### Dataset:
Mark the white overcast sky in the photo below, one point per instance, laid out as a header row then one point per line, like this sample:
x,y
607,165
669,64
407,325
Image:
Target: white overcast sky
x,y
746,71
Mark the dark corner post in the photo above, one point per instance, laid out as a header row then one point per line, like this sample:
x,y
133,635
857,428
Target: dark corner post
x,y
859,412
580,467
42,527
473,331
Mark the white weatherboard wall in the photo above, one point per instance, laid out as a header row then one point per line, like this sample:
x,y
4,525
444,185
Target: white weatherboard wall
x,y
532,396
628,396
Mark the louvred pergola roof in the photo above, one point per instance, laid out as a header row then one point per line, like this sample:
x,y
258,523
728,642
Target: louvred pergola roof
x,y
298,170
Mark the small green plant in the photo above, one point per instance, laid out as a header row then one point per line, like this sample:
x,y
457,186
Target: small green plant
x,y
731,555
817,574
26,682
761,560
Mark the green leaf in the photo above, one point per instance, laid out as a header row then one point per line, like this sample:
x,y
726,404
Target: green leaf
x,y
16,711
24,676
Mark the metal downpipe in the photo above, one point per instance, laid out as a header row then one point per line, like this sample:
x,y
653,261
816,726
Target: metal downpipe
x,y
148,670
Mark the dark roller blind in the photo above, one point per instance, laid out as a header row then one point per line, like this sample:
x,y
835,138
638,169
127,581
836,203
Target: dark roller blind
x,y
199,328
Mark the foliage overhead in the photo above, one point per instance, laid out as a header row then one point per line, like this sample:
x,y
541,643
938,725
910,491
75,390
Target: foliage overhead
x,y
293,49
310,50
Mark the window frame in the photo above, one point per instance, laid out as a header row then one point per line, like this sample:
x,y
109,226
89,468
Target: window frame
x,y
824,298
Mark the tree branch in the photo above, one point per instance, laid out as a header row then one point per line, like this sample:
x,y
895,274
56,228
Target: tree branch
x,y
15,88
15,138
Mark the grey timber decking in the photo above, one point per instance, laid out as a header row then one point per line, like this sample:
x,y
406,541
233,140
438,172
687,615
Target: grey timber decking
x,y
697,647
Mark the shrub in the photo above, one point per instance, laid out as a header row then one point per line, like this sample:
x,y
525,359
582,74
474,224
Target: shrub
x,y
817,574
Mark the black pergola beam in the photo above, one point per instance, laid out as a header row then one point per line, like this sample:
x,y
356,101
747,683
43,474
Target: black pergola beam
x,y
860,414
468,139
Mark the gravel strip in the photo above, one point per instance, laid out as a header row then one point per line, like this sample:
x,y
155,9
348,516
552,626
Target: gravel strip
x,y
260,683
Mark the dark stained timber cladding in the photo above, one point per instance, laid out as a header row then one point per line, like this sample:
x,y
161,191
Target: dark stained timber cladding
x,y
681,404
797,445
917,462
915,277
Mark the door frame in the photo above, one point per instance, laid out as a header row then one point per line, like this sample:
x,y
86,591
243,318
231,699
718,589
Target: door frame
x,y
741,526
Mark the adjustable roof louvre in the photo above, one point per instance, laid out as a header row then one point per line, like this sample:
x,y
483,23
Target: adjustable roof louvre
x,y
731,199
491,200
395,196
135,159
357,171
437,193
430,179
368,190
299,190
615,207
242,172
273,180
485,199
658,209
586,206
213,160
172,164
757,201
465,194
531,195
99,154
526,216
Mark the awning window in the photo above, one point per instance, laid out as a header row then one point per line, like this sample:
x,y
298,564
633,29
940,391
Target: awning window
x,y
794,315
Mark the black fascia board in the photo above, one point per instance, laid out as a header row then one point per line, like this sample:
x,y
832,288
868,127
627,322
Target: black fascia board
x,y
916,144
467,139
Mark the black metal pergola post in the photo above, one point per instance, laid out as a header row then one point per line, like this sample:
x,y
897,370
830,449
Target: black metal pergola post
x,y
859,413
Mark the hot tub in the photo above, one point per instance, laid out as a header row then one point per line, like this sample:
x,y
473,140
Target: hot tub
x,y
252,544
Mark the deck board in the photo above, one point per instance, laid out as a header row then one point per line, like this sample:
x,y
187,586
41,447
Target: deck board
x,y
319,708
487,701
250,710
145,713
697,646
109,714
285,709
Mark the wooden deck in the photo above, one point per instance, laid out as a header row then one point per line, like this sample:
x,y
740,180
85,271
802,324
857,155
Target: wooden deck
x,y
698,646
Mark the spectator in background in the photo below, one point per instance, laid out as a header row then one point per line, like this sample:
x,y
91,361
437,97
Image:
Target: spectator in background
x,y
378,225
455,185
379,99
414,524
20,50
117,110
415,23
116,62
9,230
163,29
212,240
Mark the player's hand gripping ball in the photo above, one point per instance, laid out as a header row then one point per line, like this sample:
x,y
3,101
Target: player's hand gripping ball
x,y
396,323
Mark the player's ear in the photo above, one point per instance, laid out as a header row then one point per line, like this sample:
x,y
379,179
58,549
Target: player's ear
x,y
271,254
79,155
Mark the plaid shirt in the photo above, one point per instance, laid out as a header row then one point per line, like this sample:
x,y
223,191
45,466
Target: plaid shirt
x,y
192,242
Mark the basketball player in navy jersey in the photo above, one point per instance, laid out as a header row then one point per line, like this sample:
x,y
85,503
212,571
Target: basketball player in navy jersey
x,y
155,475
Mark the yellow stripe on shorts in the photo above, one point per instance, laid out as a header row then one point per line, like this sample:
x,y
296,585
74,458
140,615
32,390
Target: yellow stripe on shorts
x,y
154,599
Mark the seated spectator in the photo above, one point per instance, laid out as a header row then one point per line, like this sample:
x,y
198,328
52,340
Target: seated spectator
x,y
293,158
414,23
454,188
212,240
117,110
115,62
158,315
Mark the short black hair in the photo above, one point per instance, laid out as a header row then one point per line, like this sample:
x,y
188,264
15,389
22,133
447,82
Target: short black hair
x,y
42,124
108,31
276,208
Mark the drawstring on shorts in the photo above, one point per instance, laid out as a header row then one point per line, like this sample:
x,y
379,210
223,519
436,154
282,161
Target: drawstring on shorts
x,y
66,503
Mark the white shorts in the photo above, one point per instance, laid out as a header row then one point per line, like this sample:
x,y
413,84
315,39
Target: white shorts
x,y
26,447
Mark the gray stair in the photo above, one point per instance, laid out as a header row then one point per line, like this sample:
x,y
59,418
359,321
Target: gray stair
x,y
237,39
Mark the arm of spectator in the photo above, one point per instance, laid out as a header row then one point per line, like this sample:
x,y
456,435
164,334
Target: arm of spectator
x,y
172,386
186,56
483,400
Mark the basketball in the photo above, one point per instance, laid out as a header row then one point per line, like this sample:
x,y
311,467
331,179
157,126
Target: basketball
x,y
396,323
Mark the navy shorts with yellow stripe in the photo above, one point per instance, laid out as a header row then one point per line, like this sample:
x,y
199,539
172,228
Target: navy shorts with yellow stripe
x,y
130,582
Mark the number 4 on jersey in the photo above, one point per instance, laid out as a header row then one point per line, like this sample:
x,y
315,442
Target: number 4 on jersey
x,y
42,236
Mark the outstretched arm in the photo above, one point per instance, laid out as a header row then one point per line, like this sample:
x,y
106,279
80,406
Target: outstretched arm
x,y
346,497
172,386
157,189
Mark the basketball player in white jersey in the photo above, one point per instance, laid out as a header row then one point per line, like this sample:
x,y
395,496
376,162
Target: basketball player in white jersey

### Given problem:
Copy all of the records above word for word, changing nothing.

### Exercise result:
Mark the white overcast sky in the photo below, one point per instance, laid out as a header row then one point per line, like this sample:
x,y
607,165
669,64
407,325
Image:
Target: white overcast sky
x,y
746,71
Mark the dark corner post in the photo above, one point per instance, laid out as a header row then one point per line, like this sample:
x,y
133,635
857,428
Target: dark corner post
x,y
859,412
580,467
42,527
473,331
Mark the white weatherboard wall in the photo above, one point per instance, laid out as a header row then one point per line, like this sample:
x,y
4,525
444,185
Target: white weatherboard wall
x,y
532,396
628,396
Mark the louvred pergola roof in the photo above, one point per instance, laid out as a header row then one point per line, like this sample:
x,y
258,523
728,642
Target: louvred pergola roof
x,y
298,170
Mark the small green plant in the photo above, one point per instance, laid out as a header row then one point per line, like this sample:
x,y
457,186
Target: small green plant
x,y
731,555
817,574
26,682
761,560
Mark the green leaf in the photo above, one point per instance, laid out as a header row then one point per line, like this sample:
x,y
726,404
Target: green leaf
x,y
16,711
24,676
Mark the metal downpipe in the photo above, one point per instance, laid out as a header row then one point per line, like this sample:
x,y
653,261
816,726
Target: metal downpipe
x,y
148,670
Mark the dark roller blind in the photo above, one point per instance, laid out as a header row then one point per line, like this sample:
x,y
835,138
638,169
127,581
836,203
Target: dark roller blind
x,y
199,328
Mark the foliage overhead in the photo above, one point per instance, laid out as a header row then one point per line, like this sample:
x,y
541,643
938,725
910,491
75,390
Target: foliage overhead
x,y
293,49
310,50
Mark the window frame in the photo above, one point per instance, laid out as a header row then one point per line, like this sample:
x,y
109,226
89,468
Target: window frame
x,y
824,298
Mark the tree branch in the photo above, one point per instance, laid out as a header row then one point per line, like this sample:
x,y
895,274
56,228
Target: tree branch
x,y
15,88
15,138
Mark the grey timber decking in the photo above, one point per instance, laid out as a header row then one point per line, like this sample:
x,y
406,541
233,140
438,172
687,615
Target: grey timber decking
x,y
697,647
Mark the shrub in the photo above, one point per instance, laid out as a header row then one point per line, like this sample:
x,y
525,359
582,74
474,224
Target: shrub
x,y
817,574
Mark the black pergola beam in the photo above, one point per instance, laid out as a header row then one point per line, like this sample:
x,y
356,101
747,683
43,474
Target: black pergola beam
x,y
860,414
468,139
Mark the gravel strip in the photo above, one point per instance, laid out as a header row then one point per line, like this sample:
x,y
155,9
348,516
552,626
Target: gravel strip
x,y
260,683
Mark the dark stained timber cladding in the photo above, one point per instance, laid out as a header row then one point per line, like this sample:
x,y
161,191
Target: dark stained timber cladding
x,y
681,404
797,445
917,462
915,277
Mark the door frame in the photo above, one point per instance, laid out as a header row then one point per line, like this sample:
x,y
86,591
243,318
231,699
718,589
Target: door frame
x,y
741,526
Mark the adjustable roof louvre in the photo above, one point per instance, laid out as a header row then one point per line, like this sample:
x,y
483,23
Target: adjustable roof louvre
x,y
731,199
491,200
395,196
135,159
357,171
437,193
430,179
368,190
299,190
615,207
242,172
273,180
485,199
658,209
586,206
213,160
172,164
757,201
465,194
531,195
99,154
526,216
Mark the awning window in the photo above, one point per instance, laid out as a header row then one point per line, like this sample:
x,y
298,564
633,29
940,391
Target: awning window
x,y
794,315
Mark the black fascia board in the photo above, one point per instance, laid out as a header row then one point per line, like this sample:
x,y
832,288
868,127
627,322
Target: black fascia board
x,y
916,144
467,139
Mark the black metal pergola post in the photo above, one point per instance, laid out as a header row then one point per line, like this sample:
x,y
897,370
830,449
Target: black metal pergola post
x,y
859,413
Mark the hot tub in the photo above, one point per instance, laid out as a header row then one point per line, like this sample:
x,y
473,140
Target: hot tub
x,y
252,544
Mark the deck board in the photo above, one point per instance, laid out as a header row then one point per line, like this sample:
x,y
187,586
41,447
Target: deck board
x,y
319,708
487,701
250,710
145,713
697,646
109,714
285,709
Mark the wooden deck in the photo above, one point per instance, laid out as a header row then one point per line, like this sample:
x,y
740,180
85,271
802,324
857,155
Target: wooden deck
x,y
698,646
Mark the spectator in background in the photo below, one point per instance, laid out as a header row then one point per line, like this sample:
x,y
91,361
437,97
Image:
Target: spectator in background
x,y
378,225
455,185
379,99
414,524
20,50
117,110
415,23
116,62
9,230
163,29
212,240
Mark the player's hand gripping ball in the photo above, one point per instance, laid out as a header row then one point per line, like this sample:
x,y
3,101
Target: player's hand gripping ball
x,y
396,323
Mark the player's ear in the photo above, one point per instance, laid out as a header row then one point per line, like this sample:
x,y
379,179
58,549
Target: player's ear
x,y
271,254
79,155
Mark the plaid shirt in the photo above, one point per instance, laid out as a header row then one point per line, like this sample:
x,y
223,191
45,466
Target: plaid shirt
x,y
192,242
Mark the basketball player in navy jersey in the photo above, one point per instance, laid out as a header row then one point per line, like this sample:
x,y
85,503
212,571
Target: basketball player in navy jersey
x,y
155,475
Mark the yellow stripe on shorts in the photo above, one point per instance, laid out as a header row then one point per line, like this sample:
x,y
296,585
74,458
140,615
32,390
Target: yellow stripe on shorts
x,y
154,599
Mark the seated spectator in the photo above, one point per instance, laid out as a header row then one point per line, like this sample:
x,y
198,328
52,340
Target: seated spectator
x,y
293,158
414,23
454,188
212,240
117,110
115,62
158,315
Mark the short black hair in the photo above, one point per instance, laid out as a header row then one point per line, like this sample:
x,y
188,264
15,389
22,133
447,82
Target: short black hair
x,y
42,124
108,31
276,208
Mark the drawstring on shorts in the photo above, one point per instance, laid out as a header row then one point per line, like this sample:
x,y
379,210
223,519
436,154
282,161
Target: drawstring on shorts
x,y
66,503
Mark the white shorts in the photo above, one point per instance, laid out as a header row then one point per line, like this sample:
x,y
413,84
315,39
Target: white shorts
x,y
26,447
Mark the gray stair in the photo above, one point per instance, laid out as a header row then one point per line, like this sample:
x,y
59,418
359,321
Target: gray stair
x,y
237,39
Mark the arm of spectator in the photo above, one point per instance, laid out as a header row then one point per line, like this sample:
x,y
456,435
164,334
Target: arm of spectator
x,y
172,386
186,56
483,400
Mark the basketball in the photo above, one point per instance, laid out as a header row then one point per line, like this sample:
x,y
311,467
331,179
157,126
Target: basketball
x,y
396,323
Mark the navy shorts with yellow stripe in the photo above, one point per instance, laid out as a header row then one point per line, like this sample:
x,y
199,539
172,228
Target: navy shorts with yellow stripe
x,y
130,582
Mark the number 4 on jersey in the photo above, one point per instance, laid out as a header row then one point per line, like this sample:
x,y
315,442
Target: number 4 on jersey
x,y
42,236
Mark the outstretched arm in the photo above, one point per instance, laid out as a header row then one point per line, like this sample:
x,y
106,279
80,406
Target: outstretched arm
x,y
346,497
172,386
157,189
Mark the basketball player in white jersey in the photo above, one point per instance, laid out as a header row then one point per line, like this sample:
x,y
395,496
376,162
Target: basketball player in white jersey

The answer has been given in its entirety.